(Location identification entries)
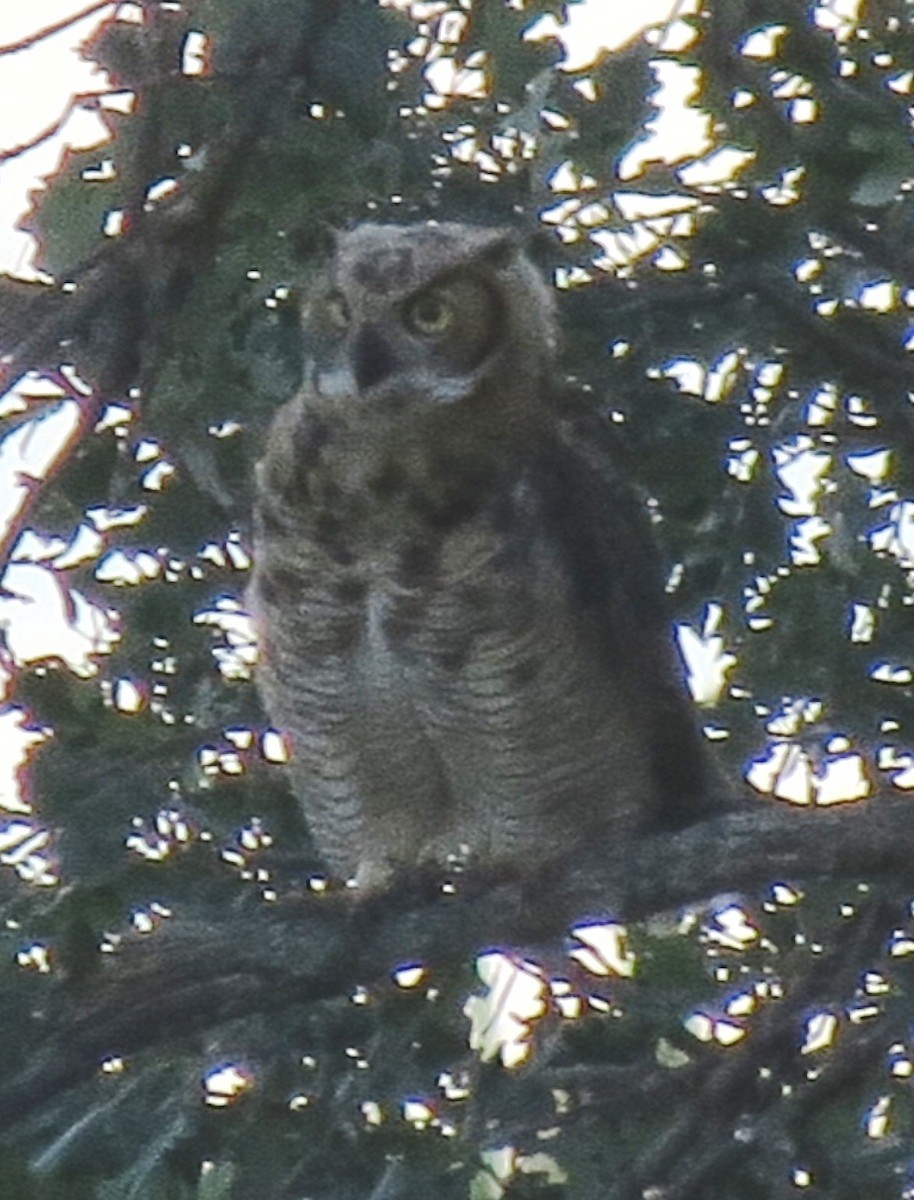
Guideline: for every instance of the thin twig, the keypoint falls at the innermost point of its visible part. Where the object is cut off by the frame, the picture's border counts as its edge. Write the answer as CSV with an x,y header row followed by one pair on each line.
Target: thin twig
x,y
86,100
49,30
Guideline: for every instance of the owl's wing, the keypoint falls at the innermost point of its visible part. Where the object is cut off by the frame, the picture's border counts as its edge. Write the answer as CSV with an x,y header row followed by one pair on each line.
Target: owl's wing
x,y
618,576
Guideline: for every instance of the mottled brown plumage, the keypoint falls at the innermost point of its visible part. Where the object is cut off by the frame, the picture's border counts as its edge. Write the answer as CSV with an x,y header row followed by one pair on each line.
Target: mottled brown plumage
x,y
462,623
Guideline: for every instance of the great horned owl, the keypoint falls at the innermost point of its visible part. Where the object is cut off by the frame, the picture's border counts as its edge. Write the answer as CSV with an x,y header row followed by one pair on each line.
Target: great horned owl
x,y
462,625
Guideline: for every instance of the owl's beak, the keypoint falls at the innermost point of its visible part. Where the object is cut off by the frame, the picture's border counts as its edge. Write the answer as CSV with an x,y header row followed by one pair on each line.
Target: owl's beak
x,y
371,358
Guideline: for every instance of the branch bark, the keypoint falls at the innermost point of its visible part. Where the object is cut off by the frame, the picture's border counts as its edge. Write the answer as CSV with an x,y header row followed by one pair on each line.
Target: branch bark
x,y
307,948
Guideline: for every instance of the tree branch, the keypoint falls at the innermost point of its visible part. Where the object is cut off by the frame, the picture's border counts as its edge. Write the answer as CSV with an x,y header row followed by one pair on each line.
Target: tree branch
x,y
46,31
198,975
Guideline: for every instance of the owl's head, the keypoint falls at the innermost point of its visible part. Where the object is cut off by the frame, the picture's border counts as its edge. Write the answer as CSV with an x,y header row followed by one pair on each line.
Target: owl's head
x,y
427,311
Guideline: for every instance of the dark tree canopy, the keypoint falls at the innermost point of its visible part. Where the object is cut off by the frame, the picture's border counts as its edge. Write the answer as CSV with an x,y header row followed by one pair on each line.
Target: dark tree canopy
x,y
188,1011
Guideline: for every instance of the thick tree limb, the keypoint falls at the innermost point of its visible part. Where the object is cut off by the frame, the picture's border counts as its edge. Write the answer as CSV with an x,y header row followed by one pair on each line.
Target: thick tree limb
x,y
305,948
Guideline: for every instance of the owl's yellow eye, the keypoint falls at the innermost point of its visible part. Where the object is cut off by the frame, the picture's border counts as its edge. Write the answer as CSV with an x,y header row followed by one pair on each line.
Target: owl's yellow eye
x,y
337,311
430,315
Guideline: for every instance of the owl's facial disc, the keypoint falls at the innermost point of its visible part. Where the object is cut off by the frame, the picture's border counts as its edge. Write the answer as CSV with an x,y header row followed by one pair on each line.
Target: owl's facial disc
x,y
433,342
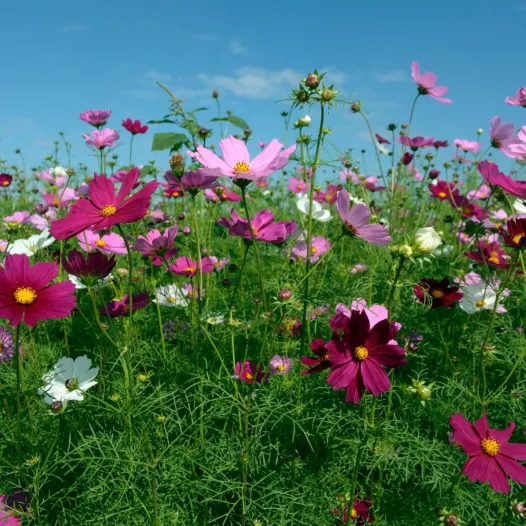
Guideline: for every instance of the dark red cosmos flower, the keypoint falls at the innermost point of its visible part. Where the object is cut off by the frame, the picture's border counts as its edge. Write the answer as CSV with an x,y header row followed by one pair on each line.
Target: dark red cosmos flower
x,y
26,294
89,268
134,127
103,209
358,357
321,362
443,190
5,180
442,293
515,235
116,308
491,173
491,456
491,253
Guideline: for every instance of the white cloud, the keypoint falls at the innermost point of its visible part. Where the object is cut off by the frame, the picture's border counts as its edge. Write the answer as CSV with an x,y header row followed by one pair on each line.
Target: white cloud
x,y
394,75
236,47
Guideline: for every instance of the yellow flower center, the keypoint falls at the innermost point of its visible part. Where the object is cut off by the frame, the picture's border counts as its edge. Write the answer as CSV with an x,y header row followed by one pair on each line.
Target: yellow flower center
x,y
108,210
25,295
242,167
361,353
490,446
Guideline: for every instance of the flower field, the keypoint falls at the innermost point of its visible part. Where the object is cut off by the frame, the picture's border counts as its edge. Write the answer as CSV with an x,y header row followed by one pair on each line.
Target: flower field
x,y
266,333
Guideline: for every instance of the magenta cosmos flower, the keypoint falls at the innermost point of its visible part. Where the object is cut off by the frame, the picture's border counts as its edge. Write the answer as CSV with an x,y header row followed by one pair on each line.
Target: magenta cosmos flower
x,y
359,355
134,127
355,221
96,118
426,83
103,209
26,294
236,161
159,247
101,138
263,227
492,457
519,99
184,266
491,173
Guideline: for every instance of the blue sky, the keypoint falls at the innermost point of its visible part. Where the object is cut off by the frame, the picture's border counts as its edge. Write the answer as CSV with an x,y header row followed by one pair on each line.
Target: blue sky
x,y
60,58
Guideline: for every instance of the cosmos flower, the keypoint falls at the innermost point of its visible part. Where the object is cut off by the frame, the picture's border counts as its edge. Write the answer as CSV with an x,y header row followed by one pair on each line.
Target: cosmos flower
x,y
159,247
27,295
441,293
426,83
356,221
103,209
102,138
359,355
491,456
68,380
236,159
134,127
96,118
109,243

* [What is asked]
Give back each entry exactly as it appears, with no pictures.

* [Task response]
Guideline: for every instance of the thin twig, the keypoint falls at the innermost point of its visible part. Where the object is cut off by the frame, the picture's border counts as its edge. Write the answer as CSV with an x,y header row followed by one pair on each line.
Target: thin twig
x,y
86,100
49,30
Guideline: for every instance of the owl's wing, the keypoint falls at the innermost point of its visible part. Where the object is cut off by the frame, the picture's border counts as its edge. Write the answer as CSV with an x,y header row followed by one pair on each line.
Target: owl's wing
x,y
618,576
Guideline: for every instance of the mottled brown plumage, the keypoint falls at the innermost point of its visible part. Where the object is cut off by the frame, the picture's border counts as its edge. Write the answer as CSV with an x,y header row followed by one pair on each line.
Target: mottled brown plumage
x,y
462,623
Guideline: for every instance of the great horned owl, the keypoint falls at the innermost point of its visible part. Where the object is cut off by the frame, the picture's border counts as its edge. Write the answer as CSV with an x,y header row followed by one pair on each line.
Target: great horned owl
x,y
462,625
Guideline: for every instance of the owl's beak, the keypoint falls at the innermost point of its visible part. Where the object is cut off by the frame, the picture's border counts as its edge. Write the answer as CSV with an x,y header row followed by one pair on each line.
Target: owl's beak
x,y
371,358
Guideline: for every instance of the branch bark, the keypoint falls at the innermost point of its visible part. Where the object is cut off by the frame, the picture's border counts as its edge. Write the answer as CSV with an x,y header row followed by one pair on each line.
Target: branch bark
x,y
307,948
Guideline: for every instance of the tree branch, the keypoint falls at the innermost point of its visible part. Where the object is cut off by the frame, the picture's border counts as its edge. Write the answer as CSV with an x,y header row followed by one pair on each line.
Target: tree branch
x,y
46,31
198,975
Guideline: for every instance of the owl's head, the keypoint falls at the innermost point of its visible part. Where the object is cut off by the frame, the picture's border counts as its edge. Write the answer as CSV with an x,y header row followed by one pair on each line.
Target: owl's head
x,y
427,311
Guideline: for every instance of the dark tree canopy, the keypoint falls at the innermost point of its visible part. Where the object is cut off by the frame, the picture's border counts as its edge. Write the answer as CSV with an x,y header row followed by one pair on each line.
Target: dark tree canopy
x,y
188,1011
Guideline: for every instance of the thick tree limb, the keypoint falls at the innermost point of its visible part. Where the object is cut off by the frame, the picture's border counts as its edge. Write the answer as CSV with an x,y header row followed by one pair on each line.
Target: thick tree limb
x,y
305,948
Guideline: for every instance of the owl's yellow eye, the keypoint falls at the innermost point of its visible part. Where the object is cut off by the frame, the picture's border counts as its edge. Write the answer as CSV with an x,y header row followed by one pair on each line.
Target: owl's yellow eye
x,y
337,311
430,315
Guideline: for every instance of the owl's facial disc, the keypoint falls at the innermost point of its visible part. Where the object is cut off by the frame, the picture's border counts as its edge. Write the answer as CSV with an x,y header row followed by one pair on each line.
Target: owl's facial disc
x,y
433,342
Guideline: for every instance of the dark red cosmos flower, the keypoint falls at the innermost point of its visible part. Where the object is cut off by the frame, the picture's border counts as its edge. Write the answer as CSV with an x,y header row followed by one pair on each line.
Target: dark red cosmos flower
x,y
26,294
89,268
134,127
103,209
358,357
321,362
443,190
5,180
442,293
515,235
116,308
491,173
491,456
491,253
Guideline: for every instance of the white cloud, the keypoint falls at the innermost point of its visible part. Where the object is cut off by the frame, the picture's border counts as its edge. Write the answer as CSV with an x,y header row followed by one pair on each line.
Target: white cloud
x,y
394,75
236,47
Guideline: for every instance of the yellow flower center, the keypoint falls at the innermost point of its visible part. Where the object is cut off by the frame, the picture's border counts as its edge. Write the answer as CSV with an x,y header row followed by one pair on each line.
Target: yellow flower center
x,y
108,210
25,295
242,167
361,353
490,446
Guideline: for every instance of the flower field, the keypoint falls at the innermost point of its visible part. Where the object is cut off by the frame, the picture's border counts as its edge. Write the answer as CSV with an x,y header row followed by one pair on each line.
Target: flower field
x,y
266,333
Guideline: for every instance of the magenta cosmos flower, the keypoint falls at the innermost point of its visible part. Where the object is cut off by the frame, the picture's border counts as its edge. Write the answer as CSV with an x,y header row followed by one pair on each line.
Target: magenta cosmos flower
x,y
359,355
134,127
355,221
96,118
426,83
103,209
26,294
236,161
159,247
101,138
263,227
492,457
519,99
184,266
491,173
Guideline: for every instance of the blue sky, the keypoint falls at the innermost point of its visible part. Where the object is cut off by the frame, the picture's border counts as its edge. Write the answer as CSV with an x,y header row followed by one pair on each line.
Target: blue sky
x,y
60,58
Guideline: for every instance of the cosmos flower, the keypoint falls at the innermost point of its visible part. Where the object is cut off by the frame, the picture's border counts as its edge. Write the answer as CSV with an x,y header row followed by one pair on each line.
Target: cosmos flower
x,y
159,247
27,295
441,293
426,83
356,221
103,209
102,138
359,355
491,456
68,380
236,159
134,127
96,118
109,243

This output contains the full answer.